### DATA SHOWN:
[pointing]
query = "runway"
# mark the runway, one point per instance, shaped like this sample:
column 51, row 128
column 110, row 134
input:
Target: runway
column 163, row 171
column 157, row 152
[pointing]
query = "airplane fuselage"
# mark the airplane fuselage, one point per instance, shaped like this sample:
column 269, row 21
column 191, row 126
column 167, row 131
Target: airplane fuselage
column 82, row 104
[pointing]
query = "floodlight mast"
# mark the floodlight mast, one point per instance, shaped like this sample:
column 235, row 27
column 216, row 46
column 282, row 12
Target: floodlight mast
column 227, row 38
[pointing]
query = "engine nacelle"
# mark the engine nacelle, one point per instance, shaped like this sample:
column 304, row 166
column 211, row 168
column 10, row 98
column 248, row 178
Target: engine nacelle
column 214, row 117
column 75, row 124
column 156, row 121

### WHAT YOU HAVE TO DO:
Please copy out each line of the data in which the word "mark" occurs.

### ANSWER FOR THE TASK:
# mark the runway, one point per instance, shaped like this sample:
# mark the airplane fuselage, one point per instance, shaped like this sample:
# mark the floodlight mast, one point per instance, shaped like this sample:
# mark the engine nacelle, one point per instance, shaped like this sample:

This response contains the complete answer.